▶ **Required actions**:
1 - Translate this sentence from the post on the Chalcedonian Creed below into Spanish: "Creeds consist of statements of belief, explicit statements of truth that are confessed, both individually and corporately."
2 - According to the post on the Chalcedonian Creed below, what does the Latin word credo mean?
3 - Carry on the post on the Chalcedonian Creed below, starting right after its last sentence.

Chalcedonian Creed – Explicit Affirmations; Implicit Denials

Greg Strand – October 23, 2012 3 Comments

Yesterday we looked at the Chalcedonian Creed, which consists of the orthodox statement affirming the biblical truth that Jesus is fully God and fully man. The key expression is summarized in the affirmation “one person, two natures.” In theological/doctrinal terms, this is what we are addressing when we discuss the hypostatic union (the Greek hypostasis means “being,” “substance,” “nature,” “essence,” or “person”).

The term Creed comes from the Latin credo, which means ‘I believe’. Creeds consist of statements of belief, explicit statements of truth that are confessed, both individually and corporately. But for every explicit statement of belief is an implicit statement of denial. For example, one of the early Christological confessions in the New Testament is that Jesus is God (Jn. 1:1, 18; 20:28; Acts 20:28; Rom. 9:5; Tit. 2:13; Heb. 1:8; 1 Jn. 5:20; 2 Pet. 1:1). When Christians explicitly affirm this truth, they are implicitly denying any statement that denies or undermines this truth. Though not stated, we deny the teaching of the Arians who claimed Jesus was not fully God, and today we implicitly deny the teaching of the Jehovah’s Witnesses who claim Jesus is a god.

This is reflected in the Chalcedonian Creed as well. It is important to note that this Creed attempted to address every Christological heresy that had affected the church up to that time. Robert Reymond (A New Systematic Theology of the Christian Faith [Nashville: Thomas Nelson Publishers, 1998], 608-609) helpfully makes explicit these implicit denials, which I have adapted and expanded.

  1. Against the Docetists (Jesus only appeared to be human) it declared that the Lord Jesus Christ was perfect in manness, truly man, consubstantial with us (homoousion, not homoiousion, i.e. he is not of “like substance or being” with us, but he is “of the same substance” with us) according to manness, and born of Mary.
  2. Against the Samosatian adoptionists (at some point, baptism, the human Jesus was adopted by the Father to become the Son) it insisted upon the personal subsistence of the Logos “begotten of the Father before the ages.”
  3. Against the Sabellians (a form of modalism) it distinguished the Son from the Father both by the titles of “Father” and “Son” and by its reference to the Father having begotten the Son before all ages.

Collected data:
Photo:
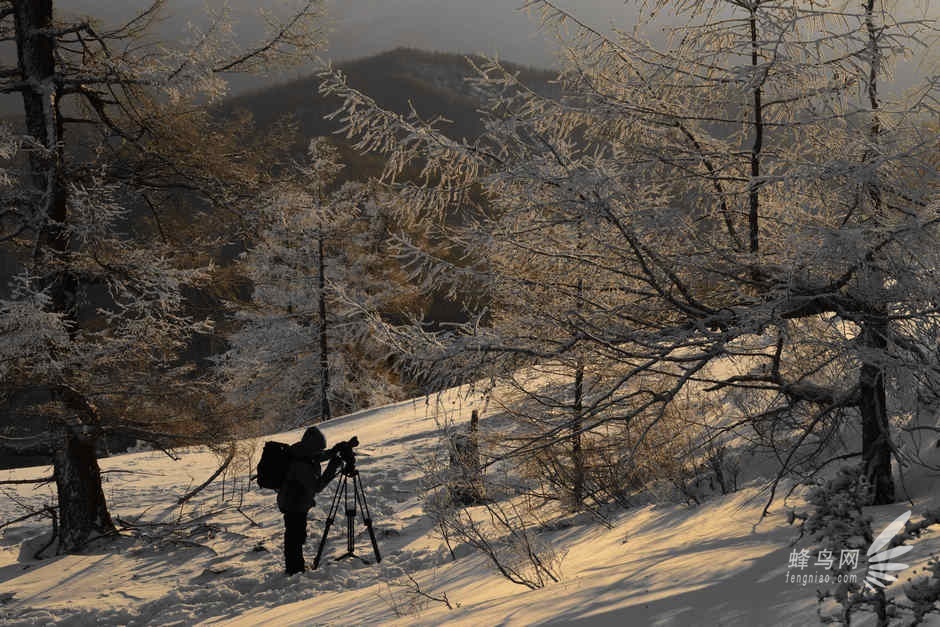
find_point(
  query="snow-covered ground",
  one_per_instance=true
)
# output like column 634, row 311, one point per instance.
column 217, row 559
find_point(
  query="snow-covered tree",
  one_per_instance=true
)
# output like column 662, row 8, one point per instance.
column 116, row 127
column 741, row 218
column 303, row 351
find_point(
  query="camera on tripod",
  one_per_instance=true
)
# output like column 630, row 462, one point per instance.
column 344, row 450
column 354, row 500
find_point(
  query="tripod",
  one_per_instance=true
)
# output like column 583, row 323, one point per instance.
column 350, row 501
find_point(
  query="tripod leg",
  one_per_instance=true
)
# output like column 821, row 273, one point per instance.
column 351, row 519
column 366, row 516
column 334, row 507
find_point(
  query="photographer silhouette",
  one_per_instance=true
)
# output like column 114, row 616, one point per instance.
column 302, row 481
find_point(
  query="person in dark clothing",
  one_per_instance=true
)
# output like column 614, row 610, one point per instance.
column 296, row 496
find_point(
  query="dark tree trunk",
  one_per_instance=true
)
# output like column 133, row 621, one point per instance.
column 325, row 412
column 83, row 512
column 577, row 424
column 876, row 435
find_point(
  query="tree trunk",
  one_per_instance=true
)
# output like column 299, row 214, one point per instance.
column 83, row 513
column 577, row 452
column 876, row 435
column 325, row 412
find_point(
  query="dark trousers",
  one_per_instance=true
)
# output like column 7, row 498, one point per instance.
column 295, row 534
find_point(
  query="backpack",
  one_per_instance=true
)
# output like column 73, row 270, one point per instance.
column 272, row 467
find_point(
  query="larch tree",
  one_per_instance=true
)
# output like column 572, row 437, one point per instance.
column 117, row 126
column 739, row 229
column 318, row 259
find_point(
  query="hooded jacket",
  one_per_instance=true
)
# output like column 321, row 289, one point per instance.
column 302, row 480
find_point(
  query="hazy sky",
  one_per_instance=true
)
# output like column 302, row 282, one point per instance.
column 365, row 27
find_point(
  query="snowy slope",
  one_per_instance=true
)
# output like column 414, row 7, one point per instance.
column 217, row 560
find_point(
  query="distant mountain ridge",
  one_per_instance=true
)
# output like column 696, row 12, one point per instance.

▶ **Answers to the exercise**:
1 - Los credos consisten en declaraciones de fe, declaraciones explícitas de verdad que se confiesan, tanto individual como corporativamente.

2 - It means "I believe."

3 -
  4. Against the Arians (Jesus was not eternal, but created, stated as “there was time when he was not”) it affirmed that the Lord Jesus Christ was perfect in deity, truly God, and consubstantial with the Father (homoousion, not homoiousion, i.e. he is not of “like substance or being” with the Father, but he is “of the same substance” with the Father). (An earlier version of this was known as Ebionism.)
  5. Against the Apollinarians (one person of Christ had a human body but not a human mind and spirit which were of divine nature), who had reduced Jesus’ manness to a body and an “animal soul” (psyche alogos), it declared that Jesus had a “rational soul” (psyche logike), that is, a “spirit.”
  6. Against the Nestorians (two separate persons in Christ, a human person and a divine person) it both described Mary as theotokos, i.e. the God-bearer (not Christotokos, i.e. the Christ bearer, emphasizing that Mary bore the man Jesus, undermining that she actually bore the God-man Jesus) not in order to exalt Mary in the slightest, but in order to affirm Jesus’ true deity and the fact of a real incarnation, and spoke throughout of one and the same Son and one person and one subsistence, not parted or divided into two persons and whose natures are in union without division and without separation.
  7. Finally, against the Eutychians (Christ has one nature only, human nature was absorbed into the divine nature so a third kind of nature resulted), it confessed that in Christ were two natures without confusion and without change, the property of each nature being preserved and concurring in the one person.

As Evangelicals committed to the gospel of Jesus Christ, the faith once for all entrusted to the saints (Jude 3), and as those who are a part of the longer and larger Evangelical stream throughout the history of the church, we, like our Evangelical predecessors, affirm Chalcedonian Christology, as a statement that summarizes the Bible’s teaching about Jesus Christ. Here is the conclusion in Evangelical Convictions: A Theological Exposition of the Statement of Faith of the Evangelical Free Church of America (pp. 98-99):

Jesus Christ is thus one Person in whom two distinct natures are united.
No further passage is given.